# Consegna 1
Elenca i paesi che il testo su Elly Schlein indica come pari dell'Italia.
# Consegna 2
Prosegui il testo su Elly Schlein dall'ultima frase riportata.

# Testo di studio
—————
Che la neosegretaria del PD Elly Schlein abbia davanti un percorso accidentato è chiaro a tutti, amici e nemici. Forse meno chiaro è dove si nascondano gli ostacoli più insidiosi. I più pensano infatti alle difficoltà interne di un partito burocratizzato e diviso in fazioni in perenne lotta per la supremazia; altri additano i molti punti deboli nella sua immagine di donna benestante, dichiaratamente omosessuale e con tre passaporti; altri ancora ne sottolineano l’inesperienza e il probabile ostracismo che riceverà dal potere economico. In realtà c’è di più e di peggio, un saggio del quale è stato offerto sulle pagine di Domani dall’economista Andrea Capussela in un articolo del 9 marzo.
In quell’articolo l’autore non si mostra ostile alla nuova guida del PD – semmai scettico riguardo al partito, ma ci può stare – e si limita a “offrirle dei dati” che potrebbero esserle utili per orientare la sua azione politica, riguardanti la crescita della produttività, il rispetto delle leggi e il numero di giovani laureati. È tuttavia singolare che vengano “offerti” non in valore assoluto, bensì in un confronto incrociato con gli analoghi numeri di due gruppi di paesi vicini all’Italia: “quello dei suoi pari (Francia, Germania e Spagna; e Giappone, Gran Bretagna e Stati Uniti), da un lato, e delle nazioni balcaniche, dall’altro”. Il raffronto dei dati mostra che l’Italia si situa inequivocabilmente sotto il livello dei “suoi pari” e in alcuni casi scivola fino a sfiorare i Balcani – anzi, quanto a laureati è messa perfino peggio, se si esclude la Romania. La conclusione dell’economista è che “se la Schlein ha aspirazioni balcaniche (…) prosegua così. Ma consideri che ogni sua priorità – diseguaglianze, clima diritti – può essere coordinata con quelle che i tre dati impongono”.
—————
# Materiale estratto
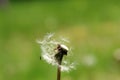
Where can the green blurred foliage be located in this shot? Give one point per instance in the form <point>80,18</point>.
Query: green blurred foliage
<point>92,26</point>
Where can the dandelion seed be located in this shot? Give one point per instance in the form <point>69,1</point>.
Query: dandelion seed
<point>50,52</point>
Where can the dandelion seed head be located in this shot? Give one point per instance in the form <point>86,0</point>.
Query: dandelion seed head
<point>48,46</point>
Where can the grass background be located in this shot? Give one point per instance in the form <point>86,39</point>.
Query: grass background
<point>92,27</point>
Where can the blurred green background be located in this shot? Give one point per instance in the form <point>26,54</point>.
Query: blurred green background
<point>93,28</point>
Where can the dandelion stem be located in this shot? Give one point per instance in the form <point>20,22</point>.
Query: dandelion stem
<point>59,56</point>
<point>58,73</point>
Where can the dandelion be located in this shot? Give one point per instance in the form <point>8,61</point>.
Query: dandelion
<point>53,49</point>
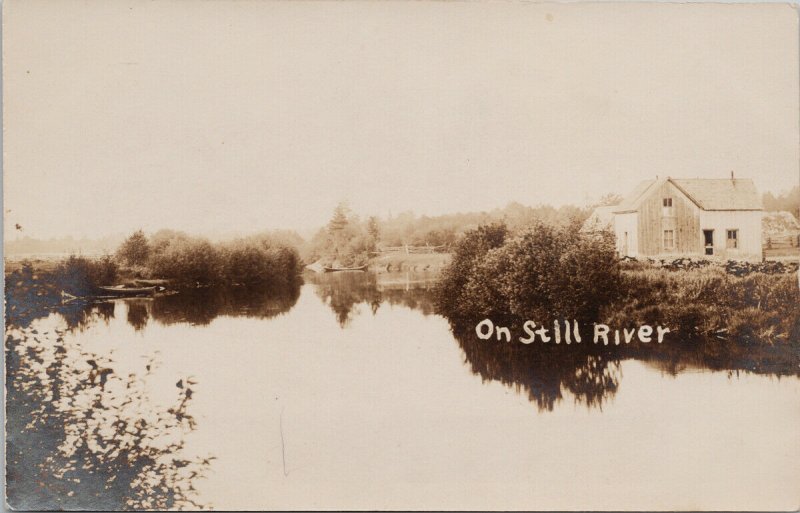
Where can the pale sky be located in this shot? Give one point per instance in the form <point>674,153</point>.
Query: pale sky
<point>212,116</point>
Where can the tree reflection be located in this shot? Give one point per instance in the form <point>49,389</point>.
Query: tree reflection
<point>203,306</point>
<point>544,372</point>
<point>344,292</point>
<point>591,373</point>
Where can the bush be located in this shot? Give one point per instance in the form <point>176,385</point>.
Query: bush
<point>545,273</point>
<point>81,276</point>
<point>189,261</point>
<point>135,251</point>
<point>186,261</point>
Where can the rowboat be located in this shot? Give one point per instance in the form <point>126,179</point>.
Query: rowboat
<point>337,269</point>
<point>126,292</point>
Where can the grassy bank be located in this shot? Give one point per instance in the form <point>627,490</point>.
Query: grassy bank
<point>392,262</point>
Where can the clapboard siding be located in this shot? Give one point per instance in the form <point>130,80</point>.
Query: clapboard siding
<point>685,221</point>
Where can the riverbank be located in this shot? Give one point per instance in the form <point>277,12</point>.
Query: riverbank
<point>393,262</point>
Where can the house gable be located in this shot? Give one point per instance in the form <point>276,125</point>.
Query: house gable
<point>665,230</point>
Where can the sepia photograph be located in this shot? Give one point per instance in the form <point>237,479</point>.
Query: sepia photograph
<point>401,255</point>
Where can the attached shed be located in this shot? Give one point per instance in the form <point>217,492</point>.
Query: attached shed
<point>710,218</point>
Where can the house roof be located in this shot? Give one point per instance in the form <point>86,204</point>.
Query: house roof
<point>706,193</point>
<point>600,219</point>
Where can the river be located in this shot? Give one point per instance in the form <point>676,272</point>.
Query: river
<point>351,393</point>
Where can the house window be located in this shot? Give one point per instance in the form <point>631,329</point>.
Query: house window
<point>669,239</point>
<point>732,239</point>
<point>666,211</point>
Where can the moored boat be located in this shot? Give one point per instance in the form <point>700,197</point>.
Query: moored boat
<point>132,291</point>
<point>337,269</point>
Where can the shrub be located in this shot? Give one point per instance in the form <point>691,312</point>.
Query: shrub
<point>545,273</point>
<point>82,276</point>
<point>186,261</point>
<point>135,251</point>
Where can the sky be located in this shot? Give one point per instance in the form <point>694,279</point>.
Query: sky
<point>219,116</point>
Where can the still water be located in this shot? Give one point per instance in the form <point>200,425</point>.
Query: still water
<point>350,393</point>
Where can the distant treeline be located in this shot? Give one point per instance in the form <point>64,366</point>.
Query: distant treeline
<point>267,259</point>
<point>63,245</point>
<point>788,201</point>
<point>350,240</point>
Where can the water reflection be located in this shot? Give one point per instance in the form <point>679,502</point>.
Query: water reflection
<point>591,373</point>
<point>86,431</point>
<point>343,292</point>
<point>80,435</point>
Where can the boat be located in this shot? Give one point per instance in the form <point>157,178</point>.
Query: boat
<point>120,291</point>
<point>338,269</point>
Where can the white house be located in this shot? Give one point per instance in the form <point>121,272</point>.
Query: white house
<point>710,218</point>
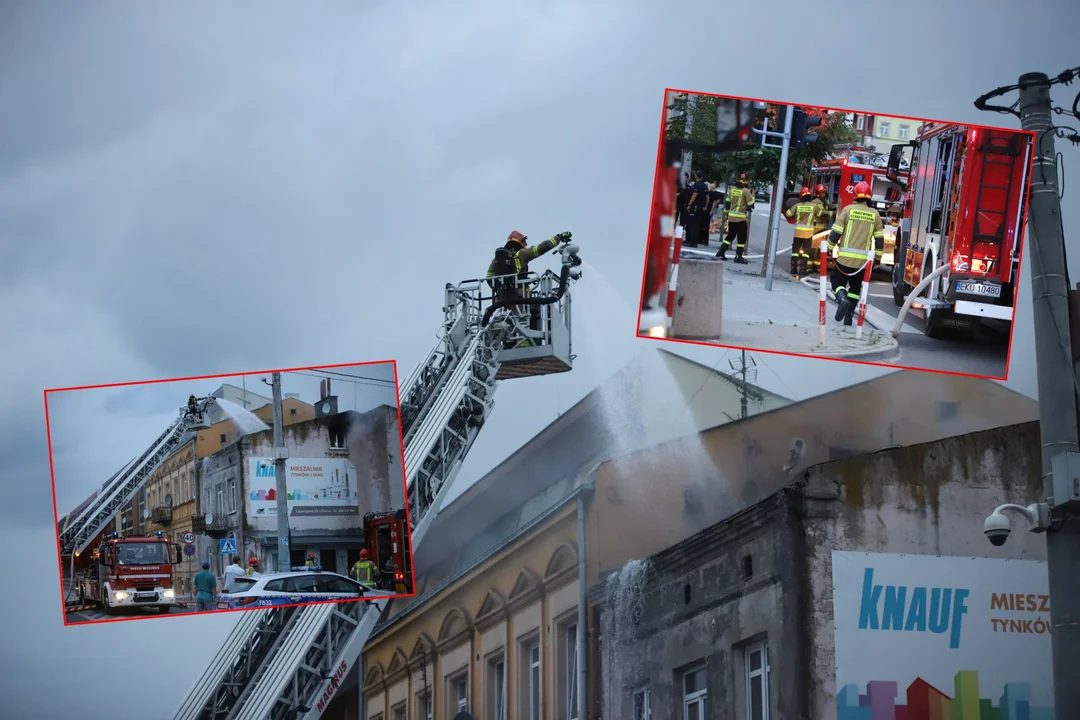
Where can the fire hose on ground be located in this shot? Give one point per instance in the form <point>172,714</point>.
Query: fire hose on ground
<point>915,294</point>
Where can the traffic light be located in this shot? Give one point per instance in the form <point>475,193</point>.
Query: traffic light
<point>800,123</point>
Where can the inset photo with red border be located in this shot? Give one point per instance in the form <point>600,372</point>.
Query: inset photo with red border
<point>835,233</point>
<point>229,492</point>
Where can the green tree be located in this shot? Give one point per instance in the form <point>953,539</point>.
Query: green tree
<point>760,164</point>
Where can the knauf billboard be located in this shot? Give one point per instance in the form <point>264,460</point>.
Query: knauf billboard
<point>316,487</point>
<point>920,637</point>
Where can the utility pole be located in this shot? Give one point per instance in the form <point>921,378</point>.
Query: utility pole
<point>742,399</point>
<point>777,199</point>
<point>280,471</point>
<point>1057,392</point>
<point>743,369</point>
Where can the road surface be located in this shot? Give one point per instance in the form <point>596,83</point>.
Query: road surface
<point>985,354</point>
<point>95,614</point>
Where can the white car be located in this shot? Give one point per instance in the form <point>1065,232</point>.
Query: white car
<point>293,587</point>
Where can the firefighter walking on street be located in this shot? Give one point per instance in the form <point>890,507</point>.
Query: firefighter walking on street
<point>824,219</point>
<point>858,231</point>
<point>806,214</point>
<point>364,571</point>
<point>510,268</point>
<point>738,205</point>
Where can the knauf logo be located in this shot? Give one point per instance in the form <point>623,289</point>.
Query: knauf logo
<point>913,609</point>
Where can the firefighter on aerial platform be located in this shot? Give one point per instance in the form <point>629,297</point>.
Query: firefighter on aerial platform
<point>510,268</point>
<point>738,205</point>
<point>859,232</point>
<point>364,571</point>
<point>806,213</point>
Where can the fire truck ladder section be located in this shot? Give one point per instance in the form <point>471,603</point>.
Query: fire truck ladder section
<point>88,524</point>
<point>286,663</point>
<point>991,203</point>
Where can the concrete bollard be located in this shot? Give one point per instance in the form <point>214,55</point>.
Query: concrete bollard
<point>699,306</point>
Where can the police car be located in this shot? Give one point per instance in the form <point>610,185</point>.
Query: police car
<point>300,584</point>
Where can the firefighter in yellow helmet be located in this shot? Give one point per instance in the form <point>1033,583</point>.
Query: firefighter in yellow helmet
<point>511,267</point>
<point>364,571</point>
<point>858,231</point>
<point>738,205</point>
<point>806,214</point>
—————
# Risultato 1
Francia, Germania, Spagna, Giappone, Gran Bretagna, Stati Uniti

# Risultato 2
In realtà è facile vedere come tutto il discorso di Capussela ruoti attorno a un solo valore, cioè la crescita economica: le è direttamente collegato il primo dato, la crescita della produttività; ne è funzione il rispetto delle leggi, che favorisce quel motore della crescita che è l’innovazione; le è biunivocamente connesso anche il numero dei laureati, dipendente da quello delle grandi aziende. Le “aspirazioni balcaniche” cui allude l’economista, dunque, sono solo un modo sprezzante di definire un eventuale disinteresse per la crescita economica. Nulla di strano, visto che stiamo parlando dell’autore di un saggio, Il declino, che illustrava e stigmatizzava proprio il forte rallentamento della crescita nel nostro paese. Se non fosse, però, che la Schlein – prima nel suo libro-manifesto, poi nel suo programma elettorale per le primarie – ha non solo cancellato la parola crescita – sostituita dal termine “sviluppo” – ma ne ha anche spiegate le ragioni: perché la crescita danneggia l’ambiente. Una cosa, questa, incontestabile non solo per chi abbia una cultura ambientalista, ma anche per chi provi a immaginare il processo di ulteriore impiego di materie prime, utilizzo di energia per trasformarle, circolazioni di merci e persone, e via dicendo, su un pianeta che già oggi celebra il 28 luglio il giorno in cui ha esaurito le risorse biologiche rigenerabili in un anno. Un giorno che l’Italia celebra addirittura il 15 maggio, mentre – per guardare ai Balcani – per la Serbia cade il 7 agosto. La “balcanizzazione”, dunque, non solo è una necessità, ma non è neppure sufficiente: è necessario ridistribuire l’esistente, cambiando modello di sviluppo e smettendo di inseguire la crescita.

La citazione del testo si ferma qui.